WHAT TO WORK ON:
Rewrite every line of the records below, requests included, and add -16 to each coordinate in the polygon outlines.

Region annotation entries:
┌──

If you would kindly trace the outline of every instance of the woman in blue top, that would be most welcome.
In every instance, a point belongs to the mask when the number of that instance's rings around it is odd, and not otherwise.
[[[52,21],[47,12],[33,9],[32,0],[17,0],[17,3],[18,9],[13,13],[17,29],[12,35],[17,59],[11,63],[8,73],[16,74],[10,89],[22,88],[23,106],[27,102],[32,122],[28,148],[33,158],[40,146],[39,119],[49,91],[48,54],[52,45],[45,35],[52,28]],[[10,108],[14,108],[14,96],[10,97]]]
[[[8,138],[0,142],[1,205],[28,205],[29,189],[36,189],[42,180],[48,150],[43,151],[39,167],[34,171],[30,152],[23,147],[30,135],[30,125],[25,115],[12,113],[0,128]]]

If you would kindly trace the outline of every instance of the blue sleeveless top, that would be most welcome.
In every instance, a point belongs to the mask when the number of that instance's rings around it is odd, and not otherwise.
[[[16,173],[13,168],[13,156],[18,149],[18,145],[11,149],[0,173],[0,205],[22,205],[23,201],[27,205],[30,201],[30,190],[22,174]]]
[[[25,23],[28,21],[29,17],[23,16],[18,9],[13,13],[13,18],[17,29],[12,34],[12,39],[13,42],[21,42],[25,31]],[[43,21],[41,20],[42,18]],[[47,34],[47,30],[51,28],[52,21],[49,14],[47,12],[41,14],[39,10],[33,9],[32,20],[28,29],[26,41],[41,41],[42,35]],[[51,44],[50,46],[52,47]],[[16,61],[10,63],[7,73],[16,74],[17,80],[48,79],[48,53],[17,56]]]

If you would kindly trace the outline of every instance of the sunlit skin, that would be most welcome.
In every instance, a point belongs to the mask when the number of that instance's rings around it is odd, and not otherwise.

└──

SOLUTION FOR THIS TASK:
If you would kindly trace the outline of every instance of the woman in blue top, that would be most welcome.
In every instance, a point belongs to the mask when the number of that instance's rings around it is odd, and not otherwise.
[[[36,5],[31,-4],[17,-7],[16,-16],[1,-16],[1,-13],[2,-7],[-3,-3],[1,13],[-4,19],[1,43],[-5,47],[-8,57],[0,58],[-6,73],[6,72],[7,90],[11,86],[16,106],[12,132],[17,142],[24,130],[23,103],[33,75],[32,38],[36,29],[29,19],[36,12]],[[-6,92],[-2,92],[-2,80],[-6,81]]]
[[[-8,122],[-16,126],[-15,189],[12,189],[13,173],[20,173],[26,164],[32,134],[27,135],[23,151],[18,155],[14,136],[7,131],[14,119],[14,109],[9,99],[-4,97],[-16,112]]]

If you would kindly trace the outline of every instance of the blue sleeveless top, that would be most welcome.
In every instance, a point belongs to the mask when the number of that instance's rings around it is odd, and not otherwise.
[[[0,157],[-3,152],[-3,140],[2,133],[2,129],[-5,133],[-16,157],[-16,189],[6,189],[7,185],[11,189],[14,185],[14,174],[6,158]]]
[[[9,7],[12,5],[13,1],[7,0],[2,-7],[-3,-3],[-3,2],[1,13],[-4,18],[-4,23],[-3,26],[5,26],[9,15]],[[27,5],[25,4],[26,2]],[[31,18],[31,14],[35,12],[36,5],[33,-2],[31,-4],[25,-2],[23,-6],[17,-7],[16,4],[12,13],[10,25],[25,25],[26,19]],[[35,28],[34,30],[36,31]],[[0,45],[-6,47],[-9,57],[0,58],[1,64],[32,63],[32,37],[1,40]]]

If you would kindly trace the outline of every instance of the sunlit skin, that would be most welcome.
In every instance, a point belongs to the mask when the number of that instance's rings around it is odd, and not otherwise.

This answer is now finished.